# Exercise materials
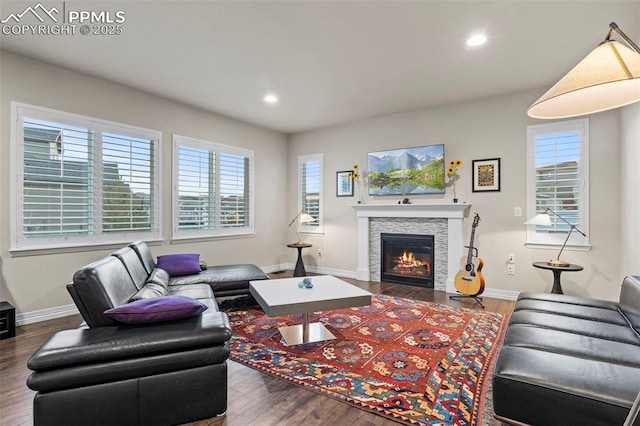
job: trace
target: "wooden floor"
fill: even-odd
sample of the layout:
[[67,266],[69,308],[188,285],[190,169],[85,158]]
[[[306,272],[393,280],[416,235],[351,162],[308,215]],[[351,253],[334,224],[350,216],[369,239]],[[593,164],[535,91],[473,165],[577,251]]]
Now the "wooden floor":
[[[290,272],[270,274],[272,278],[291,276]],[[372,293],[481,309],[475,301],[450,300],[448,294],[399,284],[356,281],[344,278]],[[488,311],[510,313],[513,301],[483,298]],[[29,356],[59,330],[75,328],[80,315],[18,327],[16,337],[0,340],[0,425],[31,425],[33,394],[25,385],[30,374]],[[348,404],[305,390],[280,379],[235,363],[229,366],[227,415],[190,425],[393,425],[390,420],[351,407]],[[168,390],[170,391],[170,390]],[[489,424],[499,424],[497,422]]]

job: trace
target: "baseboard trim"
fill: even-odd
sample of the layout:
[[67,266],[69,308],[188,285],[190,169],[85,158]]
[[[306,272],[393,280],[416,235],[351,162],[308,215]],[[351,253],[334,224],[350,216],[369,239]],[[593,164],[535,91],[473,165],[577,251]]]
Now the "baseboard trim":
[[274,272],[287,271],[287,270],[293,269],[293,266],[291,266],[290,263],[281,263],[278,265],[261,266],[260,269],[262,269],[262,272],[264,272],[265,274],[272,274]]
[[[293,268],[295,268],[295,265],[292,265],[291,269]],[[322,266],[305,266],[305,269],[309,272],[313,272],[314,274],[336,275],[338,277],[353,278],[353,279],[356,278],[355,271],[347,271],[344,269],[324,268]]]
[[511,290],[499,290],[495,288],[487,288],[481,296],[493,297],[494,299],[517,300],[520,292]]
[[55,308],[40,309],[38,311],[24,312],[16,315],[16,325],[32,324],[34,322],[47,321],[56,318],[68,317],[79,314],[78,308],[73,303],[70,305],[56,306]]

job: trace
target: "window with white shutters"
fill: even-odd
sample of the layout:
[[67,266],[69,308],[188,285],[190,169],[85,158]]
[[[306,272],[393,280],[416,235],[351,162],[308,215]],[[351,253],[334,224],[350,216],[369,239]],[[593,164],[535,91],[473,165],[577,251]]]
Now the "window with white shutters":
[[[567,247],[588,246],[589,121],[527,128],[528,216],[555,211],[587,234],[571,234]],[[550,226],[529,225],[528,245],[561,245],[570,226],[551,213]]]
[[12,111],[12,250],[160,237],[160,132],[19,103]]
[[174,135],[174,238],[253,233],[253,151]]
[[298,212],[312,216],[315,221],[299,224],[301,232],[321,233],[322,217],[322,154],[298,157]]
[[[117,133],[116,133],[117,132]],[[154,144],[124,131],[102,133],[102,229],[151,231]]]

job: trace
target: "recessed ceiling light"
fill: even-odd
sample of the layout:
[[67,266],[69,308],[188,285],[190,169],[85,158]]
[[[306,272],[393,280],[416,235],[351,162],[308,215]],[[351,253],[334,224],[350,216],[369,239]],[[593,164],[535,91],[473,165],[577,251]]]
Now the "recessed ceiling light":
[[484,34],[475,34],[467,40],[467,46],[480,46],[487,41],[487,36]]
[[262,98],[266,103],[268,104],[277,104],[278,103],[278,97],[274,94],[268,94],[265,95],[264,98]]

# Work request
Give every line of the data above again as it stands; the pictures stay out.

# Problem solution
job: trace
target: "wooden floor"
fill: even-odd
sample of the layout:
[[67,266],[69,308],[188,285],[190,169],[85,158]]
[[[306,272],[393,280],[416,235],[351,162],[308,215]],[[351,253],[334,224],[350,216],[369,239]],[[593,164],[535,91],[473,165],[577,251]]]
Now the "wooden floor":
[[[290,272],[270,274],[272,278],[291,276]],[[372,293],[481,309],[475,301],[450,300],[448,294],[399,284],[356,281],[344,278]],[[488,311],[510,313],[513,301],[483,298]],[[29,356],[59,330],[75,328],[80,315],[18,327],[16,337],[0,340],[0,425],[31,425],[33,394],[25,385],[30,374]],[[348,404],[305,390],[280,379],[235,363],[229,366],[227,415],[190,425],[393,425],[390,420],[351,407]],[[168,390],[170,391],[170,390]],[[489,424],[499,424],[497,422]]]

job: trace
target: "baseboard trim"
fill: even-odd
sample of the layout:
[[67,266],[69,308],[188,285],[190,169],[85,158]]
[[[306,272],[393,280],[416,235],[351,162],[308,215]],[[351,253],[334,224],[350,216],[369,239]],[[593,164],[535,91],[473,165],[577,251]]]
Now the "baseboard trim":
[[274,272],[287,271],[287,270],[293,269],[293,266],[291,266],[290,263],[281,263],[278,265],[261,266],[260,269],[262,269],[262,272],[264,272],[265,274],[272,274]]
[[[293,268],[295,268],[295,265],[292,265],[291,269]],[[322,266],[305,266],[305,269],[309,272],[313,272],[314,274],[336,275],[338,277],[353,278],[353,279],[356,278],[355,271],[347,271],[344,269],[324,268]]]
[[511,290],[499,290],[495,288],[487,288],[481,296],[493,297],[494,299],[517,300],[520,292]]
[[55,308],[40,309],[38,311],[24,312],[16,315],[16,325],[32,324],[34,322],[47,321],[56,318],[68,317],[79,314],[78,308],[73,303],[70,305],[56,306]]

job: trace
target: "window with white shutters"
fill: even-odd
sample of the layout:
[[67,266],[69,308],[188,285],[190,169],[85,158]]
[[[306,272],[393,280],[416,235],[351,162],[308,215]],[[351,253],[334,224],[350,216],[369,239]],[[593,164],[535,91],[473,165],[577,251]]]
Now the "window with white shutters":
[[[567,247],[588,246],[589,121],[527,128],[528,216],[555,211],[587,234],[571,234]],[[550,226],[529,225],[528,245],[561,245],[570,226],[551,213]]]
[[12,111],[12,250],[160,237],[160,132],[19,103]]
[[174,135],[174,238],[253,233],[253,151]]
[[298,212],[312,216],[315,221],[299,224],[301,232],[321,233],[322,217],[322,154],[298,157]]
[[[117,133],[116,133],[117,132]],[[154,144],[124,131],[102,133],[102,229],[151,231]]]

job: trace
target: "recessed ceiling light"
fill: even-odd
sample of the layout:
[[67,266],[69,308],[188,285],[190,169],[85,158]]
[[[306,272],[393,280],[416,235],[351,162],[308,215]],[[351,253],[334,224],[350,216],[369,239]],[[593,164],[535,91],[473,165],[577,251]]]
Now the "recessed ceiling light":
[[484,34],[475,34],[467,40],[467,46],[480,46],[487,41],[487,36]]
[[262,98],[266,103],[268,104],[277,104],[278,103],[278,97],[274,94],[268,94],[265,95],[264,98]]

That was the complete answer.